# Native Mariner with peddle drive...



## huckfinn38 (Jun 13, 2006)

Any of you guys/gals know anything about this boat. 
The peddle drive system looks neat. Sure would be nice to use if wind was blowing vs paddling.


----------



## Too Busy (Sep 7, 2007)

I haven't gotten to play with a Mariner, but I'm still hoping to get my hands on a demo boat for a day. The Ultimate with Popel works like a champ. I still struggle just a bit with recumbent cycling, but at least the Native seat works to eliminate the numb butt sysdrome I had pedaling a Hobie Mirage Classic.


----------



## AtlantaKing (Jul 7, 2002)

Looks like an interesting boat. I wonder how they perform compared to a same year Outback or Revolution. I don't ever get any numb butt with my Outback...but then again, the Mirage Classic is a much older boat.


----------



## seeknfin (Dec 28, 2006)

Jebson38 said:


> Any of you guys/gals know anything about this boat.
> The peddle drive system looks neat. Sure would be nice to use if wind was blowing vs paddling.

YOUR TASKS
(a) Reproduce, word for word, the portion of the Native Mariner thread that begins with the words "## Too Busy" and ends with "Hobie Mirage Classic.".
(b) Could you carry the Native Mariner pedal-drive thread on from its last line?
None of the material after this thread is needed.

PROVIDED RECORDS

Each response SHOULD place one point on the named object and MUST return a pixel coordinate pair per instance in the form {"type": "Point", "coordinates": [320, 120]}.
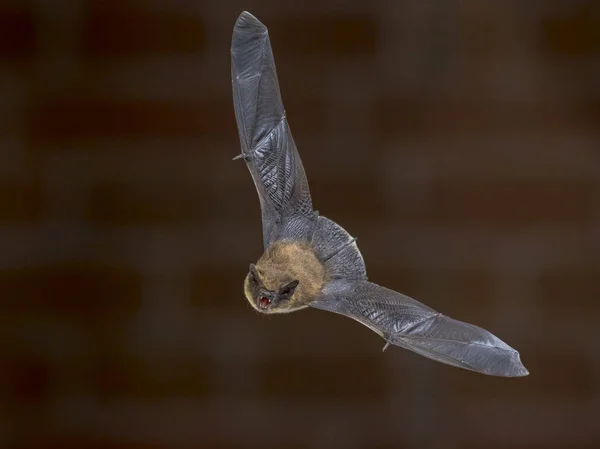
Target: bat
{"type": "Point", "coordinates": [311, 261]}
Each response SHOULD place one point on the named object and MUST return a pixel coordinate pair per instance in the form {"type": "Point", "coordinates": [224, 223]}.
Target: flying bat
{"type": "Point", "coordinates": [311, 261]}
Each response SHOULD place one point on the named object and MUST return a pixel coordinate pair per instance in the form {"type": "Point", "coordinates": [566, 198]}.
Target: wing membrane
{"type": "Point", "coordinates": [265, 136]}
{"type": "Point", "coordinates": [407, 323]}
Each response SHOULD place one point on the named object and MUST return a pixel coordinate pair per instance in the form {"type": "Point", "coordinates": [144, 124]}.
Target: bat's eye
{"type": "Point", "coordinates": [264, 302]}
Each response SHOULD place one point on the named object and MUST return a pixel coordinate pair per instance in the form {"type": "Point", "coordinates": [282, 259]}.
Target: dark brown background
{"type": "Point", "coordinates": [458, 140]}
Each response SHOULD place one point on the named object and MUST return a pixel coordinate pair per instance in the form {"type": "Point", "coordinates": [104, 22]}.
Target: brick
{"type": "Point", "coordinates": [551, 377]}
{"type": "Point", "coordinates": [77, 442]}
{"type": "Point", "coordinates": [341, 379]}
{"type": "Point", "coordinates": [115, 33]}
{"type": "Point", "coordinates": [70, 119]}
{"type": "Point", "coordinates": [465, 293]}
{"type": "Point", "coordinates": [398, 115]}
{"type": "Point", "coordinates": [29, 379]}
{"type": "Point", "coordinates": [512, 203]}
{"type": "Point", "coordinates": [220, 288]}
{"type": "Point", "coordinates": [575, 33]}
{"type": "Point", "coordinates": [160, 204]}
{"type": "Point", "coordinates": [527, 445]}
{"type": "Point", "coordinates": [21, 202]}
{"type": "Point", "coordinates": [18, 35]}
{"type": "Point", "coordinates": [324, 35]}
{"type": "Point", "coordinates": [342, 200]}
{"type": "Point", "coordinates": [89, 294]}
{"type": "Point", "coordinates": [90, 118]}
{"type": "Point", "coordinates": [569, 290]}
{"type": "Point", "coordinates": [111, 375]}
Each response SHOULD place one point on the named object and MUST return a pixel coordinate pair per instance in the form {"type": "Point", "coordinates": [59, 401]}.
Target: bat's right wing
{"type": "Point", "coordinates": [405, 322]}
{"type": "Point", "coordinates": [267, 143]}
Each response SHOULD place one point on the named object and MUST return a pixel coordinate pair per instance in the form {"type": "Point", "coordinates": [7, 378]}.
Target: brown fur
{"type": "Point", "coordinates": [284, 262]}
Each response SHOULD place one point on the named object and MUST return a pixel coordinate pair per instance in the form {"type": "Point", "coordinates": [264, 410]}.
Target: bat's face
{"type": "Point", "coordinates": [265, 300]}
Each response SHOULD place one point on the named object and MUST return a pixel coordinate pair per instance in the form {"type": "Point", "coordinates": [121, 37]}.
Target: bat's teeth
{"type": "Point", "coordinates": [240, 156]}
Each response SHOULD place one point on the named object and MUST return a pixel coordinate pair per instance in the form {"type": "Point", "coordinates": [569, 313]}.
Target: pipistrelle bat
{"type": "Point", "coordinates": [311, 261]}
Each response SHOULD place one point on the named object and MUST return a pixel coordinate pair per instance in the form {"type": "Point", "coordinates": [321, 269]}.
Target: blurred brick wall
{"type": "Point", "coordinates": [458, 140]}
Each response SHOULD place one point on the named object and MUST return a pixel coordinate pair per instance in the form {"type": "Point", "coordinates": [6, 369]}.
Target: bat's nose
{"type": "Point", "coordinates": [264, 302]}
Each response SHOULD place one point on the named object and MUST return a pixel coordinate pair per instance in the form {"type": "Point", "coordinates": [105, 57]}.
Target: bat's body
{"type": "Point", "coordinates": [311, 261]}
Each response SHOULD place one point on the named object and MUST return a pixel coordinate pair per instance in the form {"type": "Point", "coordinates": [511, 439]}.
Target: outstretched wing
{"type": "Point", "coordinates": [267, 143]}
{"type": "Point", "coordinates": [405, 322]}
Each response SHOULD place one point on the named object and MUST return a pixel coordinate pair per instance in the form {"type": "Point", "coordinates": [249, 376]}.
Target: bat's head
{"type": "Point", "coordinates": [266, 300]}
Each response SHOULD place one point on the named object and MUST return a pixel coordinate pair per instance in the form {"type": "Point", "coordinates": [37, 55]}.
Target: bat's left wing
{"type": "Point", "coordinates": [405, 322]}
{"type": "Point", "coordinates": [267, 143]}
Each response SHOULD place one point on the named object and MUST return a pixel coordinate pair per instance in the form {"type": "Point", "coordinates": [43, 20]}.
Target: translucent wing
{"type": "Point", "coordinates": [266, 140]}
{"type": "Point", "coordinates": [407, 323]}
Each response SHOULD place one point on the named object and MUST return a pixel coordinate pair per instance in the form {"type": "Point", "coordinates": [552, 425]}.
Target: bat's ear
{"type": "Point", "coordinates": [288, 290]}
{"type": "Point", "coordinates": [254, 273]}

THE REPLIES
(a)
## Too Busy (Sep 7, 2007)

I haven't gotten to play with a Mariner, but I'm still hoping to get my hands on a demo boat for a day. The Ultimate with Popel works like a champ. I still struggle just a bit with recumbent cycling, but at least the Native seat works to eliminate the numb butt sysdrome I had pedaling a Hobie Mirage Classic.

(b)
I don't know anything about this yak, but agree it does look neat. I'd like to see it in a "yakker pull" with a a Hobie Mirage driven yak. Which I do know about. Though the Mirage drive does not have reverse drive, it does come with a paddle, though I must admit I very seldomn use. One of the really great things about the Mirage drive is that it creates propulsion when there is as little as couple of inches under the yak by "short" stroking the peddles. 

OH YEAH and Yakker Butt does not come as a standard feature with the Hobie Mirage Drive... Hands free fishing for H O U R S ....

><))):> + ON =


----------



## Too Busy (Sep 7, 2007)

AtlantaKing said:


> Looks like an interesting boat. I wonder how they perform compared to a same year Outback or Revolution. I don't ever get any numb butt with my Outback...but then again, the Mirage Classic is a much older boat.


You're right the Mirage Classic was an '04. Isn't the seat pan in the Outback a couple of inches higher than the older boats? That would be enough to make a big difference in comfort.


----------



## AtlantaKing (Jul 7, 2002)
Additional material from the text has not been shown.